**Task 1**
Condense the paragraph in the Stoner package text that begins "In the first example, the first column" into a bulleted list that keeps its main facts.
**Task 2**
From the Stoner package text, duplicate the passage from "As a regular expression directly" up to and including "of column indices.".

The table header lists the column titles, numerical indices for each column and the assignment in the Data.setas attribute.

If the file has more than 256 rowns, then the first 128 rows and last 128 rows will be shown with a row of … to show the split.

Many of the methods in the Stoner package return a copy of the current Stoner.Data object and in ipython consoles and jupyter notebooks these will get printed out using the table formats above. This may be more than is required, in which case you can set options in the Stoner package to control the output format.:

from Stoner import Options
Options.short_data_repr = True # or "short_repr" for short representations of all objects.
print(repr(d))
>>> TDI_Format_RT.txt(<class 'Stoner.Data'>) of shape (1676, 3) (xy.) and 6 items of metadata

Working with columns of data¶

This is all very well, but often you want to examine a particular column of data or a particular row:

d.column(0)
d.column('Temperature')
d.column(['Temperature',0])

In the first example, the first column of numeric data will be returned. In the second example, the column headers will first be checked for one labeled exactly Temperature and then if no column is found, the column headers will be searched using Temperature as a regular expression. This would then match Temperature (K) or Sample Temperature. The third example results in a 2 dimensional numpy array containing two columns in the order that they appear in the list (ie not the order that they are in the data file). For completeness, the Data.column() method also allows one to pass slices to select columns and should do the expected thing.

There are a couple of convenient short cuts. Firstly the floormod operator // is an alias for the Data.column() method and secondly for working with cases where the column headers are not the same as the names of any of the attributes of the Data object:

d//"Temperature"
d.Temperature
d.column('Temperature')

all return the same data.

Whenever the Stoner package needs to refer to a column of data, you cn specify it in a number of ways:-

As an integer where the first column on the left is index 0

As a string. if the string matches a column header exactly then the index of that column is returned.
If the string fails to match any column header it is compiled as a regular expression and then that is tried as a match. If multiple columns match then only the first is returned.

As a regular expression directly - this is similar to the case above with a string, but allows you to pass a pre-compiled regular
expression in directly with any extra options (like case insensitivity flags) set.

As a slice object (ee.g. 0:10:2) this is expanded to a list of integers.

As a list of any of the above, in which case the column finding routine is called recursively in turn for each element of the list and
the final result would be to use a list of column indices.

For example::: import re col=re.compile(‘^temp’,re.IGNORECASE) d.column(col)

Working with complete rows of data¶

Rows don’t have labels, so are accessed directly by number:

d[1]
d[1:4]

The second example uses a slice to pull out more than one row. This syntax also supports the full slice syntax which allows one to, for example, decimate the rows, or directly pull out the last fews rows in the file.

**Record list**
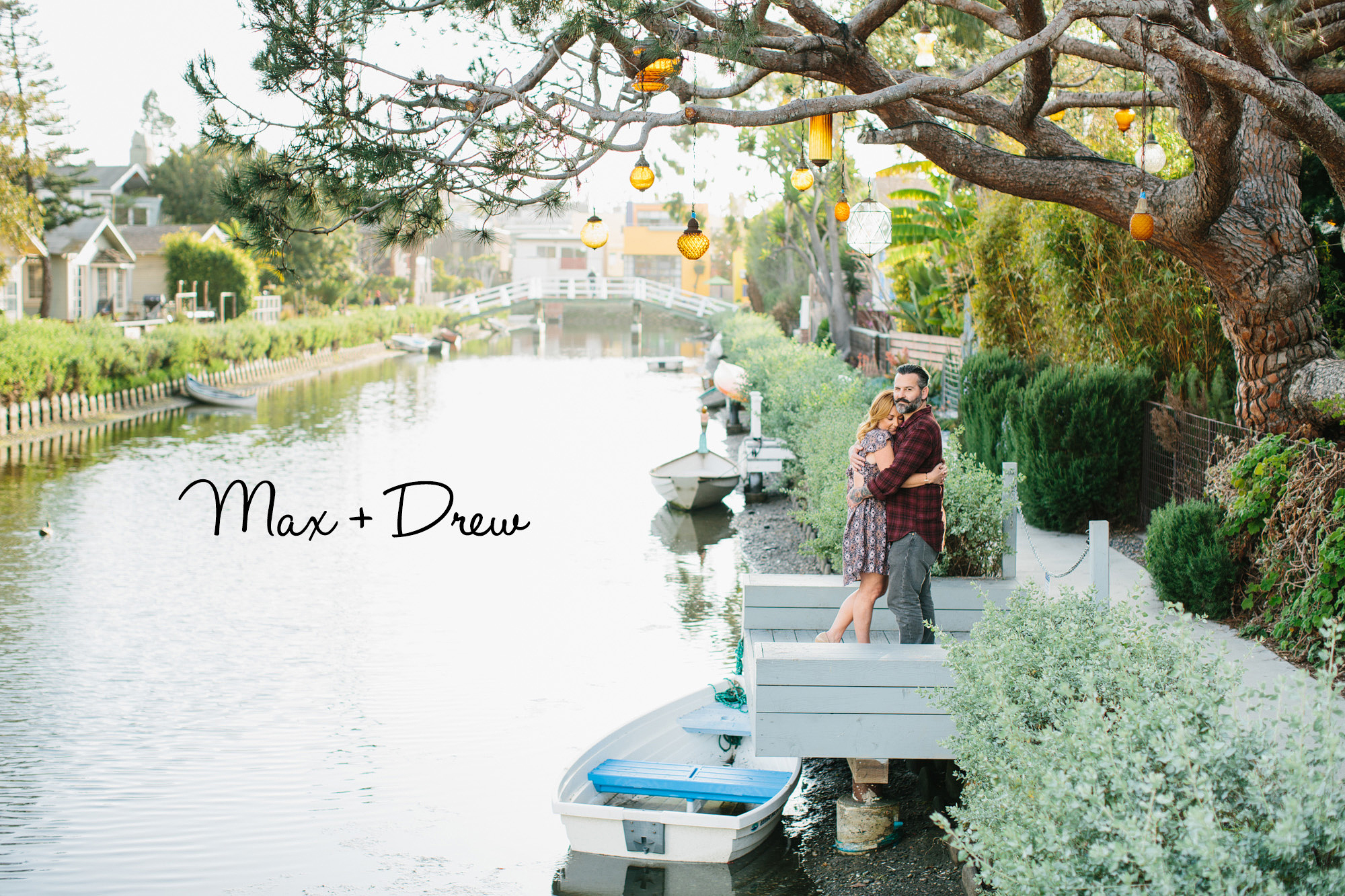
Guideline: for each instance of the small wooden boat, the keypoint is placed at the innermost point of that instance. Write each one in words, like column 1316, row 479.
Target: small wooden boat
column 696, row 481
column 666, row 787
column 212, row 396
column 410, row 342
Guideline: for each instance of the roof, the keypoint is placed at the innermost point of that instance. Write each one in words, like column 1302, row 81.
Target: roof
column 102, row 177
column 75, row 237
column 147, row 239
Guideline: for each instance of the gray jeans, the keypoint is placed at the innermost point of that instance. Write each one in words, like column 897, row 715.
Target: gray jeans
column 910, row 560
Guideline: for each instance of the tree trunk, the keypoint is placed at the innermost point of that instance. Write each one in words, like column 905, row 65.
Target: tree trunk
column 45, row 309
column 1262, row 270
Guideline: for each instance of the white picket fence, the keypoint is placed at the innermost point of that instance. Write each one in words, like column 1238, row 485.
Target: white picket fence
column 588, row 290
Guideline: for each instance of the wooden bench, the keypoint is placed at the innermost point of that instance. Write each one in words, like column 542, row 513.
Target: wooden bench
column 693, row 783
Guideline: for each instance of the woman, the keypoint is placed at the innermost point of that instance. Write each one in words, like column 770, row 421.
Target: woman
column 864, row 548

**Worked solution 1**
- First example: returns the first column of numeric data.
- Second example: checks the column headers for one labeled exactly Temperature. If none is found, it searches the headers using Temperature as a regular expression, which would match Temperature (K) or Sample Temperature.
- Third example: returns a 2-dimensional numpy array of the two columns, in the order they appear in the list rather than in the data file.
- The Data.column() method also accepts slices to select columns.

**Worked solution 2**
As a regular expression directly - this is similar to the case above with a string, but allows you to pass a pre-compiled regular
expression in directly with any extra options (like case insensitivity flags) set.

As a slice object (ee.g. 0:10:2) this is expanded to a list of integers.

As a list of any of the above, in which case the column finding routine is called recursively in turn for each element of the list and
the final result would be to use a list of column indices.